(Data records)
— start —

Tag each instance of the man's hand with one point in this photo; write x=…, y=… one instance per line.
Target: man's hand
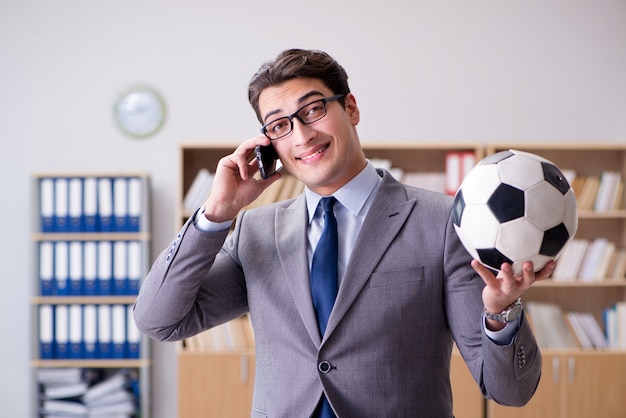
x=506, y=288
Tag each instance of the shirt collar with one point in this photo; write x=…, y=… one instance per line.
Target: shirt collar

— end —

### Problem description
In the stretch from the line containing "Tag each instance of the shirt" through the end of the records, replace "collar" with "sleeve" and change nothing else. Return only those lines.

### Solution
Tag each instance of the shirt sleeve with one point in this photo; write x=…, y=… one instance per line.
Target: shirt sleeve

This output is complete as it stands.